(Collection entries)
****************************************

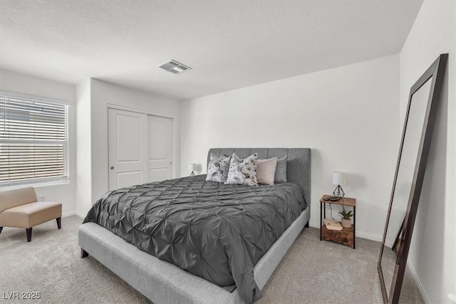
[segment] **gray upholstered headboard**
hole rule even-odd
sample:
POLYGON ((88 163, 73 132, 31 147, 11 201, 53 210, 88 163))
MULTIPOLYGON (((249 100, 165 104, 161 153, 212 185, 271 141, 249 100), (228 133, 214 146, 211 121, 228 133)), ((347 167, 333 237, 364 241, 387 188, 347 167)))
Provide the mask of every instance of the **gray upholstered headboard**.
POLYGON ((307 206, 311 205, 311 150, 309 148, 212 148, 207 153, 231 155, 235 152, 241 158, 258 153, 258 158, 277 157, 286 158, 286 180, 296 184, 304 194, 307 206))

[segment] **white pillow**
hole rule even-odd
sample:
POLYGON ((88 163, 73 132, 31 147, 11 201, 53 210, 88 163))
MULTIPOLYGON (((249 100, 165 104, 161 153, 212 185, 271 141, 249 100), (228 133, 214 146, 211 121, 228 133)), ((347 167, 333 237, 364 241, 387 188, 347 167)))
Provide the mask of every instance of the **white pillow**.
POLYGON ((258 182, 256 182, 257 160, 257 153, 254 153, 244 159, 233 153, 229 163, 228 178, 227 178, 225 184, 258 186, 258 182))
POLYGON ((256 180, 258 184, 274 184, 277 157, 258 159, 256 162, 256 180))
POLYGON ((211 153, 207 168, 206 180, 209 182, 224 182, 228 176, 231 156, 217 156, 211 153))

****************************************

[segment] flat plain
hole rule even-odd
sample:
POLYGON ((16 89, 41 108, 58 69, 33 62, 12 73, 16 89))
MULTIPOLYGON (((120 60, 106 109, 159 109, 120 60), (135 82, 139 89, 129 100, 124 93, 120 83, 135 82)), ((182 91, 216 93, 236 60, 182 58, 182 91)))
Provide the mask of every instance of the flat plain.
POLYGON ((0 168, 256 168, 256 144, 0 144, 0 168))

****************************************

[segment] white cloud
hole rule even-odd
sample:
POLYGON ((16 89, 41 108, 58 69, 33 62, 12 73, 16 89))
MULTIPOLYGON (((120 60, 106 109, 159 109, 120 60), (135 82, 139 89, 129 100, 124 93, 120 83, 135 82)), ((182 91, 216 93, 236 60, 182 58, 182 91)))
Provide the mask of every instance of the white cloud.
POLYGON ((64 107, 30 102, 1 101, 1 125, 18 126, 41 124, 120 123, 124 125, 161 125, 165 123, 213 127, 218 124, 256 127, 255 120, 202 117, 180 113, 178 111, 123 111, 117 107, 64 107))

****************************************

■ What this task involves: Echo the lines exactly, beginning with the line that contains "[segment] white cloud" and continuing through the line that contains "POLYGON ((64 107, 30".

■ Written reply:
[segment] white cloud
hole rule even-odd
sample:
POLYGON ((16 89, 41 108, 58 69, 33 62, 12 73, 16 89))
MULTIPOLYGON (((120 60, 106 109, 159 109, 120 60), (135 82, 139 89, 129 100, 124 93, 120 83, 135 82)), ((182 91, 216 93, 236 60, 182 58, 182 91)))
Provide the mask of every instance of the white cloud.
POLYGON ((64 107, 30 102, 1 101, 1 125, 18 126, 41 124, 120 123, 124 125, 161 125, 165 123, 213 127, 218 124, 256 127, 255 120, 202 117, 180 113, 178 111, 123 111, 117 107, 64 107))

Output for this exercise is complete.